Selected text

★ ★ ★ ★ ★

Member of the U.S. House of Representatives from Ohio's 15th district
- In office March 4, 1843 – March 3, 1847
- Preceded by: Sherlock J. Andrews
- Succeeded by: William Kennon, Jr.

Member of the Ohio House of Representatives
- In office 1833-1834

Personal details
- Born: October 16, 1795 Greene County, Pennsylvania, U.S.
- Died: October 23, 1854 (aged 59) Woodsfield, Ohio, U.S.
- Resting place: Morris Cemetery
- Party: Democratic

= Joseph Morris (Ohio politician) =

American politician

Joseph Morris (October 16, 1795 – October 23, 1854) was an American politician who served as a U.S. representative from Ohio from 1843 to 1847.

He was the father of James Remley Morris, who served in the U.S. Congress during the Civil War.

==Early life and career ==
Born in Greene County, Pennsylvania, Morris attended the public schools. He was sheriff of Greene County in 1824.
He moved to Woodsfield, Ohio, in 1829 and engaged in mercantile pursuits.
He served as a member of the State house of representatives in 1833 and 1834.

★ ★ ★ ★ ★

Entries
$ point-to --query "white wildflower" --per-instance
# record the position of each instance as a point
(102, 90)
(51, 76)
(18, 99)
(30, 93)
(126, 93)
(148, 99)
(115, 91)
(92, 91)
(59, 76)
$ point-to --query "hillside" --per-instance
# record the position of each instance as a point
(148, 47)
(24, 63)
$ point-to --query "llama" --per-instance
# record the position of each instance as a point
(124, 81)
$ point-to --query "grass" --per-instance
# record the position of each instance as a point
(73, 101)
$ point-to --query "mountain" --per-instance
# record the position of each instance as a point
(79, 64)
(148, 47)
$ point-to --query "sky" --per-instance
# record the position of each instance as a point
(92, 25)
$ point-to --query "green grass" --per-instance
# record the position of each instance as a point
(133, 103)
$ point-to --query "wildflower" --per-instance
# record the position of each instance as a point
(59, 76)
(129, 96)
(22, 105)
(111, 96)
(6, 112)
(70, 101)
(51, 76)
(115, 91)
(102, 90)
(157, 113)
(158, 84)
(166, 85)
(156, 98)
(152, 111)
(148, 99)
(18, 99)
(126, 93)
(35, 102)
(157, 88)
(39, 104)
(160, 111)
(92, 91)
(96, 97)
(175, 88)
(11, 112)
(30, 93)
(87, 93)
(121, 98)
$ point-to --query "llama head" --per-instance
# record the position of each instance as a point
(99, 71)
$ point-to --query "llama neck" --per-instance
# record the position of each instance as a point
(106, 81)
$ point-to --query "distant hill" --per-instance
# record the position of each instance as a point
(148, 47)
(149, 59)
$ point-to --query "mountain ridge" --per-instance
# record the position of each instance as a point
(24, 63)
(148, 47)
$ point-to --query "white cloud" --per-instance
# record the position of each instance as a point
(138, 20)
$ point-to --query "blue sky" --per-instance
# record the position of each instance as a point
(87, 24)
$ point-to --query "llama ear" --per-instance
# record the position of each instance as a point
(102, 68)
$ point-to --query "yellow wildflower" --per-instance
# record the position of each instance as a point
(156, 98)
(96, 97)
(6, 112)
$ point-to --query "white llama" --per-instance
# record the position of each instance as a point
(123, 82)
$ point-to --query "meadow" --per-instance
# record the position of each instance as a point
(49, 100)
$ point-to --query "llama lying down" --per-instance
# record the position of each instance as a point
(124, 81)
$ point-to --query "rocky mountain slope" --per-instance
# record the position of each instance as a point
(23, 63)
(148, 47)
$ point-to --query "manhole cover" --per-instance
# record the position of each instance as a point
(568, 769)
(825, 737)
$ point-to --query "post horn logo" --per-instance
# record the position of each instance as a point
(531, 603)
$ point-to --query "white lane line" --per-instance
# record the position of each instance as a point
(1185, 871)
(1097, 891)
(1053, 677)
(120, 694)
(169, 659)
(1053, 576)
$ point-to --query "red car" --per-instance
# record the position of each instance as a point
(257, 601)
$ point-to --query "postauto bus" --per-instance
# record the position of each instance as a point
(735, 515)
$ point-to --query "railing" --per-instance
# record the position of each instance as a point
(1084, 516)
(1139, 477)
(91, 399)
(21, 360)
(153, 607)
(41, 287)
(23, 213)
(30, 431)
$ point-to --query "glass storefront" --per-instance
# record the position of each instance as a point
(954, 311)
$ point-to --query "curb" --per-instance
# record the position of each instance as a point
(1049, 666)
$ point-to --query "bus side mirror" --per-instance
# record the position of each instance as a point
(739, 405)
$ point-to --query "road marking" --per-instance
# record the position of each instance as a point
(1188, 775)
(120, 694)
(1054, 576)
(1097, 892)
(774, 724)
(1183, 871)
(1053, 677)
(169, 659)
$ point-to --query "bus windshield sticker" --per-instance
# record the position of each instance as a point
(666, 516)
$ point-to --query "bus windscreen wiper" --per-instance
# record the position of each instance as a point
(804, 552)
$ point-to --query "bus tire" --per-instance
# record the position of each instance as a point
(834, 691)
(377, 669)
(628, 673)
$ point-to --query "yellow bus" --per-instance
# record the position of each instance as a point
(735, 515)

★ ★ ★ ★ ★

The request
Decide whether each statement agrees with the Joseph Morris biography above. Answer yes or no for each and quote the words of the biography that decide it.
(a) Morris belonged to the Whig Party.
(b) Morris moved to Woodsfield, Ohio, in 1829.
(c) Sherlock J. Andrews succeeded Morris in the U.S. House.

Response
(a) No: "Party: Democratic"
(b) Yes: "He moved to Woodsfield, Ohio, in 1829"
(c) No: "Succeeded by: William Kennon, Jr."